# RECORDS FOR THIS TASK
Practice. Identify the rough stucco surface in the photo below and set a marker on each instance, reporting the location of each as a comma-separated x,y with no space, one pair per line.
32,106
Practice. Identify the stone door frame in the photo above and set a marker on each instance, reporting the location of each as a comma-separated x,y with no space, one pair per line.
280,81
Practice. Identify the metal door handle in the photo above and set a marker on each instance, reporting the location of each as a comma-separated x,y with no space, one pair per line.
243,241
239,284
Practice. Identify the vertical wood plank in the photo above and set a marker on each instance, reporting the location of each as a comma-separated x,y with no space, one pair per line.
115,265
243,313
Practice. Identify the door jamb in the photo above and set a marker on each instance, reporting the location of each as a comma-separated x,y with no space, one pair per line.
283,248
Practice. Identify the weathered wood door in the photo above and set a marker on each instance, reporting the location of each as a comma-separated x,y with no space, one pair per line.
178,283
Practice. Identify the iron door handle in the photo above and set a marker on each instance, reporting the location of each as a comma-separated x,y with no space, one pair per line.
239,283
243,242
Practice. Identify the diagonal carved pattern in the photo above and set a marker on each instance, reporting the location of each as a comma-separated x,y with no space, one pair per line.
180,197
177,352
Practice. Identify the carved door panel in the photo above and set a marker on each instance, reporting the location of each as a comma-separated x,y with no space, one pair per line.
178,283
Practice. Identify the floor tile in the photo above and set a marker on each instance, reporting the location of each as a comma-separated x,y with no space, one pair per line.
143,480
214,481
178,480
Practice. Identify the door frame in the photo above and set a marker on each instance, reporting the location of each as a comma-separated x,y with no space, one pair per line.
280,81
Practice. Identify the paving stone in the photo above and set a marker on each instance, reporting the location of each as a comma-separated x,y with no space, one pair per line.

---

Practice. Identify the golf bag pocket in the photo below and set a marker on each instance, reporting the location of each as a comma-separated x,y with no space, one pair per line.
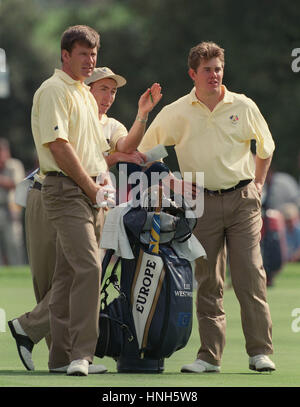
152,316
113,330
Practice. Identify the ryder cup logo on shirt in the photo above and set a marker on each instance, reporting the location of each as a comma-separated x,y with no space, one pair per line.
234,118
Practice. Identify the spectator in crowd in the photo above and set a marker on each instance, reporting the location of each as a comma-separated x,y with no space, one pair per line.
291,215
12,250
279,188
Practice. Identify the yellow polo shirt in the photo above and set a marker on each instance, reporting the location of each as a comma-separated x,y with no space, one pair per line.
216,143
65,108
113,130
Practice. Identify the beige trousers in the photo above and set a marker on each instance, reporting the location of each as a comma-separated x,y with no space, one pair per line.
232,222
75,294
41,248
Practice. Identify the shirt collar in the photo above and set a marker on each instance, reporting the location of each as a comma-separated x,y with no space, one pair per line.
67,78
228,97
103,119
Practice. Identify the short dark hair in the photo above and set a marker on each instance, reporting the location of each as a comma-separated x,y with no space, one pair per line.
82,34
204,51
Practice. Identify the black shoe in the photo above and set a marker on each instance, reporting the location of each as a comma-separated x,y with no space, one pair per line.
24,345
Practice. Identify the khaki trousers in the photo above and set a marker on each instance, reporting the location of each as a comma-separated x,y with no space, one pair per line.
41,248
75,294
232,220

---

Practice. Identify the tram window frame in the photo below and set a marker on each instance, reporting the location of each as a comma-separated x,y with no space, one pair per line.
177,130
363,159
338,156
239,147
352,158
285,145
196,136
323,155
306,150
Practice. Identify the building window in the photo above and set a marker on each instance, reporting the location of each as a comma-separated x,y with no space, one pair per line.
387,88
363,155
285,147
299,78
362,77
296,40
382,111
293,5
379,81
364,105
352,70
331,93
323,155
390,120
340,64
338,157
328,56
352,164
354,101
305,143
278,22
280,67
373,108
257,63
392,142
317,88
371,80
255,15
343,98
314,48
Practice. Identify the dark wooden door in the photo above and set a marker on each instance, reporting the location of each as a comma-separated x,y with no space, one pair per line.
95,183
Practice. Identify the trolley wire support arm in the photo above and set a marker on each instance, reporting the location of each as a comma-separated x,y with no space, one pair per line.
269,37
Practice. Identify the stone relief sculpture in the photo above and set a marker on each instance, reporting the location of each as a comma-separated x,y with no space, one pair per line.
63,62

# AIM
Pull out every line of the material above that contains the string "below". Case counts.

# REPLY TO THE TASK
Practice. Identify the rough stucco surface in the photo below and set a marker on each instance, reporting the location of each as a comma-separated x,y with no space, one pair per line.
Practice. Identify the golf bag pocket in the photo below and set a marker on each instance, reporting the location of each as a comma-separated x,y with no space, one pair per line.
Practice. Identify the tram window frame in the photo below and set a marker on each instance, reporting the location of each as a comma-separated x,y with no space, one pair per line.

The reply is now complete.